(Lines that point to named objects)
▽

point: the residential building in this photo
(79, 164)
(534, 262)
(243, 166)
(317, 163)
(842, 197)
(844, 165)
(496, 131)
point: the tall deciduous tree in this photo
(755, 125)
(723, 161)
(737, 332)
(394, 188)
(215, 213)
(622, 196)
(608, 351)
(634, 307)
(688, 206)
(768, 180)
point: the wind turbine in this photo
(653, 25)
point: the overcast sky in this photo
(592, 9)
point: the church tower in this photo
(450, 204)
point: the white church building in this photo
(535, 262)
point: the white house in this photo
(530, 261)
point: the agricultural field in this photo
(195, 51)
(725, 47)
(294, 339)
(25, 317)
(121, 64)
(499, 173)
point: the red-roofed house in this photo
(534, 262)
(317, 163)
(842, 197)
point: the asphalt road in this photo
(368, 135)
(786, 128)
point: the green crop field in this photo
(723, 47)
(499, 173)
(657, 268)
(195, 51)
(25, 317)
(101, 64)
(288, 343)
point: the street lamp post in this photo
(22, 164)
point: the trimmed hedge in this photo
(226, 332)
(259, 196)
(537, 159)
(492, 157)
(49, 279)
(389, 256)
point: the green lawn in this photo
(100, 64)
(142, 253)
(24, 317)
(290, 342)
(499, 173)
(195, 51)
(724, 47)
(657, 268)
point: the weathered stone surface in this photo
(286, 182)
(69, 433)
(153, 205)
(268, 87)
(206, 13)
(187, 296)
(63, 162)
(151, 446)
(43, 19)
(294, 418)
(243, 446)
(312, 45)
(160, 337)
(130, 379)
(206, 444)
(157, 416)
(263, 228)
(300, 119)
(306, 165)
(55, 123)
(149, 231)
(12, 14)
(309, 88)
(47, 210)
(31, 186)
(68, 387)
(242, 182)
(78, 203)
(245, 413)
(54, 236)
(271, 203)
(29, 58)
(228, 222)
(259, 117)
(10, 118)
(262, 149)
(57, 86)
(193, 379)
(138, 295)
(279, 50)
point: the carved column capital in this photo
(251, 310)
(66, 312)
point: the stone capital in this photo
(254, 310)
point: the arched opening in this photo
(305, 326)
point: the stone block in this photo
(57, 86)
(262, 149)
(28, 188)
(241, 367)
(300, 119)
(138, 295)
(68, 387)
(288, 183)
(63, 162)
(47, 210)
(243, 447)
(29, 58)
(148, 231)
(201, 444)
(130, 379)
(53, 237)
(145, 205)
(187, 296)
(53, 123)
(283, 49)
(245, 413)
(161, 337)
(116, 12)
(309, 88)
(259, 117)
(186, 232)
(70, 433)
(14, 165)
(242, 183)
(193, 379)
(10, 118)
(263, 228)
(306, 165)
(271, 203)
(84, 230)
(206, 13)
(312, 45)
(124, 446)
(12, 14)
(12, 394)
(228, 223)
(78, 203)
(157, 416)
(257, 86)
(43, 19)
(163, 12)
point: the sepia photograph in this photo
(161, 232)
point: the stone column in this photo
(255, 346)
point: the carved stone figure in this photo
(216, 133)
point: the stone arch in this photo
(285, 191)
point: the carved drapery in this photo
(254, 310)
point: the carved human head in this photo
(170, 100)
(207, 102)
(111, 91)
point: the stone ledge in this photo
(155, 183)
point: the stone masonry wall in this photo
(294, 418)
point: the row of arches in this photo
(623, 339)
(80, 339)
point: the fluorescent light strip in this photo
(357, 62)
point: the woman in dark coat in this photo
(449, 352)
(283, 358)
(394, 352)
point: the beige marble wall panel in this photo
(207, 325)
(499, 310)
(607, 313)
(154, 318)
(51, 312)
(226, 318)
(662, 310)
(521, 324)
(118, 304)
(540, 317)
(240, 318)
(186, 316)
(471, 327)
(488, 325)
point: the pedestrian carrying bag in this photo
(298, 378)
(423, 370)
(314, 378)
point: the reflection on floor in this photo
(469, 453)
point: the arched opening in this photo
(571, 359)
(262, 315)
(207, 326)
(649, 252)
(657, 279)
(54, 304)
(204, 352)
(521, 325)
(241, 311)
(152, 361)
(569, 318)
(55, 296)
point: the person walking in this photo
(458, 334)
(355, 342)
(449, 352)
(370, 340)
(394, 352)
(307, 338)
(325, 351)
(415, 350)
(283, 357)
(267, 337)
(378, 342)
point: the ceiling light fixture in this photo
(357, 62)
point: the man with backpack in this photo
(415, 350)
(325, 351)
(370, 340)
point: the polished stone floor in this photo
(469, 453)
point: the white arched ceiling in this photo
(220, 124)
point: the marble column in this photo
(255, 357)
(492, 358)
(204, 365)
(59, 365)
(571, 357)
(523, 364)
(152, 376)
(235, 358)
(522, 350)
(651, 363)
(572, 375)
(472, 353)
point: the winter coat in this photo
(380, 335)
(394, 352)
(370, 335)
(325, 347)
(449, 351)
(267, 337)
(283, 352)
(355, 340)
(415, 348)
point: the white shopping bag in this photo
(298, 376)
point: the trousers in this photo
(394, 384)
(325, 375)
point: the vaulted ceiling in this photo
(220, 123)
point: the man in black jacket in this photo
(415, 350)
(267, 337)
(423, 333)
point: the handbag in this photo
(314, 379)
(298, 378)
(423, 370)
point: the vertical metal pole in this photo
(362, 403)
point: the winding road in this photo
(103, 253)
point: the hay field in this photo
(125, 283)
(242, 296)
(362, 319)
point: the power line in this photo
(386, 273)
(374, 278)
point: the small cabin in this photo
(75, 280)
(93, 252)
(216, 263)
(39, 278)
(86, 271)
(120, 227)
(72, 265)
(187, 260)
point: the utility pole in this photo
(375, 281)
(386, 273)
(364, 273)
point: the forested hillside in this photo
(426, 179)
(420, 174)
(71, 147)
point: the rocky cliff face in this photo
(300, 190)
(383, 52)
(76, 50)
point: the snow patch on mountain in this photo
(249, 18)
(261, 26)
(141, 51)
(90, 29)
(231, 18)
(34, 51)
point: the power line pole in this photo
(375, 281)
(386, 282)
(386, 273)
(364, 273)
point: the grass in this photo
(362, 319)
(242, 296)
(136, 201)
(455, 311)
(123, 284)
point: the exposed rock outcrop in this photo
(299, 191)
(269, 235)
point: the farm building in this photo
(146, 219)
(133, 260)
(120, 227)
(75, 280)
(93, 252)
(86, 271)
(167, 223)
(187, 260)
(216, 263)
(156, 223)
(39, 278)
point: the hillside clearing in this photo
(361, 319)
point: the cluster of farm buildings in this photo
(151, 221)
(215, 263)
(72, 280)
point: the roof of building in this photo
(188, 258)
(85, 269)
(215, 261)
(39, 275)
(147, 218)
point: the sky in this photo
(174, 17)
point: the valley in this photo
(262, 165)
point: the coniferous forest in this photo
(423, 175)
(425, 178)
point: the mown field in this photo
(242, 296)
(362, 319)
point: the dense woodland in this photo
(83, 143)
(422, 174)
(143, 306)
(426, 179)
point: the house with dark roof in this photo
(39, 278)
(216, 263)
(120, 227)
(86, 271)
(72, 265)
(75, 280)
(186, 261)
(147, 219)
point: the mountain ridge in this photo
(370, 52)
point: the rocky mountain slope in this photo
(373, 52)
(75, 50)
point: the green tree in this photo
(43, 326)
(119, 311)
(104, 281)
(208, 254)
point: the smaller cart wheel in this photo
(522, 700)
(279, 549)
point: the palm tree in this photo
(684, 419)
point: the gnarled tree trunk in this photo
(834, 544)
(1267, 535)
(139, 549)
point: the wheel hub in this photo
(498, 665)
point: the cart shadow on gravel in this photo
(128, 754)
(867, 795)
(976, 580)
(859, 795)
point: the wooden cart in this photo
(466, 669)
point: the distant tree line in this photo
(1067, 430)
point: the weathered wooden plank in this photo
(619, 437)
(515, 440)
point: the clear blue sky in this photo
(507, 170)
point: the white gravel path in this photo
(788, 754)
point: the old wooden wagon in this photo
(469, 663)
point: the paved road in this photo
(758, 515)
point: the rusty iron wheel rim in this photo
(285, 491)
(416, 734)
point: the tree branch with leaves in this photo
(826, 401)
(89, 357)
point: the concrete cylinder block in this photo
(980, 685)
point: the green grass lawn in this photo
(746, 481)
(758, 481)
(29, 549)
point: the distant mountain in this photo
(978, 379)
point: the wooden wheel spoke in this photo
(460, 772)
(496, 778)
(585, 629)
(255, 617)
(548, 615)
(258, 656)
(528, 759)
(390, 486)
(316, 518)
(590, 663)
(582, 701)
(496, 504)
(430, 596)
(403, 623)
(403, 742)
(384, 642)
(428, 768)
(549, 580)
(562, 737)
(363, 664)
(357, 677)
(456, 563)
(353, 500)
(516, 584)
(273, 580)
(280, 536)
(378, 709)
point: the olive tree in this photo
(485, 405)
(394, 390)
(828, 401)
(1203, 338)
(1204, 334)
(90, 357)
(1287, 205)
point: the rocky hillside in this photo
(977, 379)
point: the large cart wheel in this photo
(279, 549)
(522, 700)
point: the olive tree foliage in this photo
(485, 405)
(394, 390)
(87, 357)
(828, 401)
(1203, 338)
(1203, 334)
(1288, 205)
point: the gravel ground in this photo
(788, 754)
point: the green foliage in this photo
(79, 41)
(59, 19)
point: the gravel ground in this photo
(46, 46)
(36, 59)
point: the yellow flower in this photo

△

Task objective
Retype the lines starting at the one containing "point: the rocky hillside in this photo" and ending at the last line.

Completed task
point: the rocky hillside in this photo
(977, 379)
point: the large cart wheel in this photo
(279, 549)
(522, 700)
point: the olive tree foliage in this photo
(485, 405)
(394, 390)
(87, 357)
(828, 401)
(1203, 338)
(1203, 334)
(1288, 205)
point: the gravel ground in this photo
(788, 754)
point: the green foliage in this photo
(79, 41)
(59, 19)
point: the gravel ground in this photo
(46, 46)
(36, 59)
point: the yellow flower in this photo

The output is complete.